Please copy out, word for word, the lines of the records from the line with "# Trace the outline of every instance of the woman's" up to and including the line with "48), (201, 46)]".

TASK INPUTS
====
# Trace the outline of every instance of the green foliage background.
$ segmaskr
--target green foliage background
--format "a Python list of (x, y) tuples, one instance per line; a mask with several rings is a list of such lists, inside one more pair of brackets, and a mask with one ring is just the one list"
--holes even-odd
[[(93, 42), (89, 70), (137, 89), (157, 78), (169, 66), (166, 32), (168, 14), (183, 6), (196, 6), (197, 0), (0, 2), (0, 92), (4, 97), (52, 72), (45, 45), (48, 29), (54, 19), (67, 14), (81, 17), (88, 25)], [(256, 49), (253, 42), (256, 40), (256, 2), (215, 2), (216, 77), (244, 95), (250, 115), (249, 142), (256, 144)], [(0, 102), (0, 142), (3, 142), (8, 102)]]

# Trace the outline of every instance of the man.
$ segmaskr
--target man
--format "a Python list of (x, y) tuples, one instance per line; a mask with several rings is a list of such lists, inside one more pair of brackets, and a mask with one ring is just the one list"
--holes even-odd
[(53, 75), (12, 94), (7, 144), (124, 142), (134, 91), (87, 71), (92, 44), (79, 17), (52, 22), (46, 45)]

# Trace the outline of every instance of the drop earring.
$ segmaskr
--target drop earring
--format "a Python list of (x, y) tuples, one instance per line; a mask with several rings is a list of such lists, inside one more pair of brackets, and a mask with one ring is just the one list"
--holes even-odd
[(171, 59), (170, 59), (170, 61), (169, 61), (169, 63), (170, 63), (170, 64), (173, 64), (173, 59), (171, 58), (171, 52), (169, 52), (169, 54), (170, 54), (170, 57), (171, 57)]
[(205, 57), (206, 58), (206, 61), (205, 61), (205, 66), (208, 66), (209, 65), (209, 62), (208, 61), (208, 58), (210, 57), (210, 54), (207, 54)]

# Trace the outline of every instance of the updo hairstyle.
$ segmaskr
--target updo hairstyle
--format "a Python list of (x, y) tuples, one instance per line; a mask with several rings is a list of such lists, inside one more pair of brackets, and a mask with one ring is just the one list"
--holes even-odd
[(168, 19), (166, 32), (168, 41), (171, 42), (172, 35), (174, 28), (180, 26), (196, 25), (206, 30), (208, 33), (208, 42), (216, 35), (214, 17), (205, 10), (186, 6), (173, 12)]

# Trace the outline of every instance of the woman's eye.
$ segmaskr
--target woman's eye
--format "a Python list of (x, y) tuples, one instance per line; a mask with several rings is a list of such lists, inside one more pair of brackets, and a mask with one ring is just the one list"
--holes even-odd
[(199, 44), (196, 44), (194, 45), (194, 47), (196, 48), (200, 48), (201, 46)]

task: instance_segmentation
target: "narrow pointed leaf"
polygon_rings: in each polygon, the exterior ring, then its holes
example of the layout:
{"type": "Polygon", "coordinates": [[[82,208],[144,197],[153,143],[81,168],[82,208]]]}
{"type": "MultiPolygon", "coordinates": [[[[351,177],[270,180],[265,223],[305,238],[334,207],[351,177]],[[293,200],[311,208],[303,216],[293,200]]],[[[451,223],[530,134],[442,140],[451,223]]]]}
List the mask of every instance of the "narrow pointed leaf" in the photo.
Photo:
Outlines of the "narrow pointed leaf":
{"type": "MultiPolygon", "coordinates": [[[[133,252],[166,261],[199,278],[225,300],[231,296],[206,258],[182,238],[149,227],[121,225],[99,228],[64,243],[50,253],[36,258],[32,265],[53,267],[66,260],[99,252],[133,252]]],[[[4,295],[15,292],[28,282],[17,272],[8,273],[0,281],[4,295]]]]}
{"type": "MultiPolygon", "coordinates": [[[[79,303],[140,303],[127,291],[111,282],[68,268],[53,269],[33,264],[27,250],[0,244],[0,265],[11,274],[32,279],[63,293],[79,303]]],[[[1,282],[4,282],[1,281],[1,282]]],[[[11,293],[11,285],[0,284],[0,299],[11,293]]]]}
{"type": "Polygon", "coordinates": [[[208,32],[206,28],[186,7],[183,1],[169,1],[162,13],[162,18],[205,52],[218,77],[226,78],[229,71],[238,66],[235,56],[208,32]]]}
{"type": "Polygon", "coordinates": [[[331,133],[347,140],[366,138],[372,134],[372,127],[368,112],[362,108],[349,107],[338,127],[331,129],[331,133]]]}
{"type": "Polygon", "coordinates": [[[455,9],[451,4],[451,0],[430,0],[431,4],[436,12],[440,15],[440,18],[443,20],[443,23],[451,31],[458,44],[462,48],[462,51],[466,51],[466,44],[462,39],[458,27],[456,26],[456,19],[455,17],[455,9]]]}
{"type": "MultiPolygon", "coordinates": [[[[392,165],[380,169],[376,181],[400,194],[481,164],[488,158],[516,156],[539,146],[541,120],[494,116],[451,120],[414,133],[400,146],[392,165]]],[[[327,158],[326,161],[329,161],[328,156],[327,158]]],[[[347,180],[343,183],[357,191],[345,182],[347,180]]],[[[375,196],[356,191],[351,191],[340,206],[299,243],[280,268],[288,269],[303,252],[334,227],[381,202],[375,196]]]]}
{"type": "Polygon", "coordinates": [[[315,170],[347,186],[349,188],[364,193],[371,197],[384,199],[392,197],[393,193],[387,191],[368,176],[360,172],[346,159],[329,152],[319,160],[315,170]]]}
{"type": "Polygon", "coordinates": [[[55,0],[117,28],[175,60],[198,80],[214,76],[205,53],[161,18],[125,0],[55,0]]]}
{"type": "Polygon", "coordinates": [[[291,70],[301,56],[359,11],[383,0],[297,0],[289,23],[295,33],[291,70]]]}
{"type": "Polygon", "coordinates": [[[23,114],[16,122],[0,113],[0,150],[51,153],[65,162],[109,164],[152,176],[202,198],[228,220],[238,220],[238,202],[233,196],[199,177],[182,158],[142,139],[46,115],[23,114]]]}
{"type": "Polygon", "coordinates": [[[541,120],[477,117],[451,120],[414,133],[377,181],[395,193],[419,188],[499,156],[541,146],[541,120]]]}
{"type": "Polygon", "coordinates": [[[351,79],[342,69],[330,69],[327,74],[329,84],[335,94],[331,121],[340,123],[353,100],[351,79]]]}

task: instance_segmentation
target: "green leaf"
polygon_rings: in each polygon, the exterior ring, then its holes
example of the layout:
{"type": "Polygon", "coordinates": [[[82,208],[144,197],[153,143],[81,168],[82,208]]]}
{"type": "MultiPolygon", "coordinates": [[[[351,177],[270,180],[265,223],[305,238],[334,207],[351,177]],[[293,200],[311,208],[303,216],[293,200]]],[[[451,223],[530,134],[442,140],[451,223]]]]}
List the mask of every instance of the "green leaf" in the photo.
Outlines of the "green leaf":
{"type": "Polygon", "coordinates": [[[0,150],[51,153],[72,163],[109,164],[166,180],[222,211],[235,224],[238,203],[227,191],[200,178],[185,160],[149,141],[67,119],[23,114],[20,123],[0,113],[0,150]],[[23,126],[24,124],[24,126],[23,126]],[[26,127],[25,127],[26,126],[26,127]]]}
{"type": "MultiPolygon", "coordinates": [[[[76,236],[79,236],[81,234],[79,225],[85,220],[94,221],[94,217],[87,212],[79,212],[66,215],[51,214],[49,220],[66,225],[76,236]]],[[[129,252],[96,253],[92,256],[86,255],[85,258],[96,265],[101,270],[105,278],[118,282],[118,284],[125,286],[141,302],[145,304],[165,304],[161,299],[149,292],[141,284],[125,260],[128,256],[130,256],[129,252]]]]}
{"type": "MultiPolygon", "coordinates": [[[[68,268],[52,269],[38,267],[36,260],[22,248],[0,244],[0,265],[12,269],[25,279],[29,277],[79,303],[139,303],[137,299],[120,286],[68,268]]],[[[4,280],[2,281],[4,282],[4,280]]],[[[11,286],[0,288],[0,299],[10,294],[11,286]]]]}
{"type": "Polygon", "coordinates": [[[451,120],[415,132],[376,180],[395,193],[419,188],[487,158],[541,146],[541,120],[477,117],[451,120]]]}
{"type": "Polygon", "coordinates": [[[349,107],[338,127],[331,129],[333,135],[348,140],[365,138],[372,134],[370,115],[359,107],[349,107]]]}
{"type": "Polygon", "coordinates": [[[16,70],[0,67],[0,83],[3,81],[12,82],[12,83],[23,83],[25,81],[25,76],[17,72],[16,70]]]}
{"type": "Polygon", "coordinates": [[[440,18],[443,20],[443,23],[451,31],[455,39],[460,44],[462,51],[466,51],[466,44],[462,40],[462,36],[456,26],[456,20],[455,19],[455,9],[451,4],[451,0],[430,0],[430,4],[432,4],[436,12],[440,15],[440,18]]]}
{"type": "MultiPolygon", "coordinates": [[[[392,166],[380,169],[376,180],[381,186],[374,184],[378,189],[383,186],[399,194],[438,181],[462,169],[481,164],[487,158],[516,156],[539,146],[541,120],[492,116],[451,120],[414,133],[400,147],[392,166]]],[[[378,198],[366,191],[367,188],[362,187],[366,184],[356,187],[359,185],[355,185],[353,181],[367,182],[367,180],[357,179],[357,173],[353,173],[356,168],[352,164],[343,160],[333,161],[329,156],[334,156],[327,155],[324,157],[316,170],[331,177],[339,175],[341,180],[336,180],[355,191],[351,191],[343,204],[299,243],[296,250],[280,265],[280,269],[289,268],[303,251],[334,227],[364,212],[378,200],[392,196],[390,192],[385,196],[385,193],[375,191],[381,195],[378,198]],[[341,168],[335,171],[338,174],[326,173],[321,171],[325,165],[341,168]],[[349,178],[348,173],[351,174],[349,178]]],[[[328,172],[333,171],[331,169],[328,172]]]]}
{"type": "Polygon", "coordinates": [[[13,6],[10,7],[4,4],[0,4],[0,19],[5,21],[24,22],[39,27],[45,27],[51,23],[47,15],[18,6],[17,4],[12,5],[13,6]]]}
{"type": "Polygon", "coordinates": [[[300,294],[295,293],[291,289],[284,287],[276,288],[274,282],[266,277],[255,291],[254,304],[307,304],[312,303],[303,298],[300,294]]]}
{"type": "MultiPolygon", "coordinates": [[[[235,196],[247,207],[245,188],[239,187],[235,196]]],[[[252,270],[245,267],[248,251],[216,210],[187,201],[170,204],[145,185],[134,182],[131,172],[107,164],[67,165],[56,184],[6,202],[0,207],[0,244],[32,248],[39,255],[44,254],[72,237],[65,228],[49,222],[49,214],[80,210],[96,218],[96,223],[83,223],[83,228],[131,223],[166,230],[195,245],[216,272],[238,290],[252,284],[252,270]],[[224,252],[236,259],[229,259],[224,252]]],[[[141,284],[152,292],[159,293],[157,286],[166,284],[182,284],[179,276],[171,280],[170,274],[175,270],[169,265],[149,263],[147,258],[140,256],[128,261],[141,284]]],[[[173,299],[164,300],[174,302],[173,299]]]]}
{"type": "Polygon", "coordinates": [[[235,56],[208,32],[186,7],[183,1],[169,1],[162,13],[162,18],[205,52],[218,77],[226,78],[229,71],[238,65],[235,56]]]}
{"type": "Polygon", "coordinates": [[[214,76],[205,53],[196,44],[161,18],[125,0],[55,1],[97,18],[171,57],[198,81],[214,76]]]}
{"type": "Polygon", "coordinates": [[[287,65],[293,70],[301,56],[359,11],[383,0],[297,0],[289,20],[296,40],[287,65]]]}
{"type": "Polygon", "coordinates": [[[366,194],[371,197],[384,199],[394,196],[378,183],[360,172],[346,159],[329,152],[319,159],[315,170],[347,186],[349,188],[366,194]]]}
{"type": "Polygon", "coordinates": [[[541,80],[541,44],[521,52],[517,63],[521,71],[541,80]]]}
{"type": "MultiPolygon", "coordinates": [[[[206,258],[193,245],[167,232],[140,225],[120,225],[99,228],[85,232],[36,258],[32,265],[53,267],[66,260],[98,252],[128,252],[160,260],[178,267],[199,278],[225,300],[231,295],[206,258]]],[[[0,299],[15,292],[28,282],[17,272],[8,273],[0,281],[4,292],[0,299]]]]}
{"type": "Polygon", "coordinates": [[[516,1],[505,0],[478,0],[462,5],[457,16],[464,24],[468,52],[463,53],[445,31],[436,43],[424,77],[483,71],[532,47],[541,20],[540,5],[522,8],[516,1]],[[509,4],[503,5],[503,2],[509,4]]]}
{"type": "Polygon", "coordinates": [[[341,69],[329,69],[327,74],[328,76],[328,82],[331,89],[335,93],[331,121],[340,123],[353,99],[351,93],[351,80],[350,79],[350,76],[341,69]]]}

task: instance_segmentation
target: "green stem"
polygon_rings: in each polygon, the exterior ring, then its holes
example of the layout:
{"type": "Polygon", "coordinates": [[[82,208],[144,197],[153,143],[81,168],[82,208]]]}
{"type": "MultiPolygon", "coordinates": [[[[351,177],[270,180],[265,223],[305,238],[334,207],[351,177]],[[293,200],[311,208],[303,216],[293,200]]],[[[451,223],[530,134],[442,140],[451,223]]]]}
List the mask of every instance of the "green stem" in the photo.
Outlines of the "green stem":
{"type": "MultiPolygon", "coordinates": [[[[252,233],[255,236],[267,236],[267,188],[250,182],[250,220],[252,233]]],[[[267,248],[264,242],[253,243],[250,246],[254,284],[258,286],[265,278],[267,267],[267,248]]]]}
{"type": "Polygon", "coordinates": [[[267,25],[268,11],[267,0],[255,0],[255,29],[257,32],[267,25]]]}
====
FINISHED EXERCISE
# Trace the outline of every instance of the woman's eye.
$ segmaskr
--target woman's eye
--format "a Python list of (x, y) tuples, one instance per line; a mask with several rings is a list of such lists, inside one more pair of brackets, and a mask with one ring is just the one list"
--holes even-odd
[(199, 44), (196, 44), (194, 45), (194, 47), (196, 48), (200, 48), (201, 46)]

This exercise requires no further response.